RECORDS SUPPLIED
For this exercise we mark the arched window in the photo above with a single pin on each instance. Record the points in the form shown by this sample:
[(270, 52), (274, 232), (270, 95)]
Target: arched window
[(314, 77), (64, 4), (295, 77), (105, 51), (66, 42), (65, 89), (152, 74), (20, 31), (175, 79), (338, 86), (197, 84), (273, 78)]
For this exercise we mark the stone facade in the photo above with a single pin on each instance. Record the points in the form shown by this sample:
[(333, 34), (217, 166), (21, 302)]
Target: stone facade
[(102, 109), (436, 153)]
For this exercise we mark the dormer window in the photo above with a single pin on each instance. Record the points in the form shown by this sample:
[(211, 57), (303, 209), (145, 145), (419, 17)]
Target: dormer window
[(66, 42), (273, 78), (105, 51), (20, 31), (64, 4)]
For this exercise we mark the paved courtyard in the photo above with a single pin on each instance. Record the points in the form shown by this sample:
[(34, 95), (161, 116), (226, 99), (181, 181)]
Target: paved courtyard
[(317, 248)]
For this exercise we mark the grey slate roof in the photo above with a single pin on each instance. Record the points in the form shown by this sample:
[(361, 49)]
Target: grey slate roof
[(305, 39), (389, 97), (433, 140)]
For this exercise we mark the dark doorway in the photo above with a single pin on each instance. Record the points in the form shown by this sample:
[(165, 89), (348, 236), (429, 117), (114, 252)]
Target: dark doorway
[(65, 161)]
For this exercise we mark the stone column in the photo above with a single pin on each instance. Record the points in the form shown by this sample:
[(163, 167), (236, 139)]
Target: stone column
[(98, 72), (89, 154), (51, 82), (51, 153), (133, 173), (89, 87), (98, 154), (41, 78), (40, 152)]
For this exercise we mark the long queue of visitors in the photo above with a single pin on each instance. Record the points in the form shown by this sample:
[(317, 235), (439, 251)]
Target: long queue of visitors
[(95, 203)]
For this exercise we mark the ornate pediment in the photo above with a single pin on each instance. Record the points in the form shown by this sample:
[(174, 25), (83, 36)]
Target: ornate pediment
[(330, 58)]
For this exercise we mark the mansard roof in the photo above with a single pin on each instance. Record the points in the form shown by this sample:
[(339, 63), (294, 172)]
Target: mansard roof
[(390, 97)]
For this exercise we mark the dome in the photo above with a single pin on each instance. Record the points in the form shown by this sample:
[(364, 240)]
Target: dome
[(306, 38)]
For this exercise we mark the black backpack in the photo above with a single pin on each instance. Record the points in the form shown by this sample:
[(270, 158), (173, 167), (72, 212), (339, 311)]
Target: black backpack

TASK DIRECTIONS
Reproduce all the items above, replacing each "single pin" with "single dot" and leaving every other character as it is.

EXERCISE ANSWER
For this exercise we mark the arched window in the photo above with a single dot on each instance. Record the points in the form shown by this sample:
[(270, 52), (274, 232), (270, 95)]
Target: arched window
[(314, 77), (64, 4), (295, 77), (105, 51), (66, 42), (65, 89), (152, 74), (20, 31), (175, 79), (338, 86), (197, 84), (273, 78)]
For this exercise we mark the stone facade in the photo above with a single dot on each instance. Record the points in the form shown by this sample:
[(333, 34), (217, 166), (21, 302)]
Target: stone facade
[(102, 109), (436, 153)]
For this exercise we mark the dormer window in the photo above with a single dot on each instance. Record the points in the form shown by this sample:
[(211, 57), (303, 209), (145, 145), (419, 17)]
Target: dormer window
[(66, 42), (273, 78), (105, 51), (20, 31), (64, 4)]
For this exercise we mark the paved courtyard in the photo above with a single dot on each instance. Record the points in the form shown by this sample:
[(34, 95), (161, 116), (226, 99), (181, 181)]
Target: paved courtyard
[(317, 248)]
For this exercise we mark the grey slate roof in the photo above with a single dot on each instance. Record the points in the form shown by this sample:
[(361, 49)]
Target: grey slate roof
[(305, 39), (389, 97), (433, 140)]
For this exercise we mark the dark doorway in the photo above with a single dot on each instance. Record the points in the form shown by this sample:
[(165, 89), (348, 236), (429, 117), (114, 252)]
Target: dark doorway
[(65, 161)]
For this exercise we mark the stone column in the photo above with a single dot on each instance. Record the points in the form shown by this sample:
[(163, 167), (236, 139)]
Target: stone column
[(98, 72), (89, 154), (51, 82), (51, 153), (133, 173), (89, 87), (98, 154), (41, 78), (40, 152)]
For this exercise we mark the long queue of visitors in the photo above with a single dot on each instance. Record the points in the form shown by this sample:
[(317, 235), (439, 251)]
Target: long queue of visitors
[(95, 203)]
For this exercise we mark the ornate pediment in the photo above with a single dot on each instance. Record the points in the form shown by this sample:
[(174, 25), (83, 36)]
Target: ornate pediment
[(330, 58)]
For this exercise we mark the mansard roof in the photo above with a single dot on each instance. Record the points in the form shown by this sample:
[(339, 63), (294, 172)]
Target: mansard roof
[(390, 97)]
For this exercise we mark the dome in the photo above with a single dot on each instance. Record the points in the form shown by this sample:
[(364, 240)]
Target: dome
[(306, 38)]
For this exercise we mark the black backpack in the photo above with a single dot on each instance. Record the points in the form shown by this sample:
[(270, 158), (173, 167), (72, 212), (339, 311)]
Target: black backpack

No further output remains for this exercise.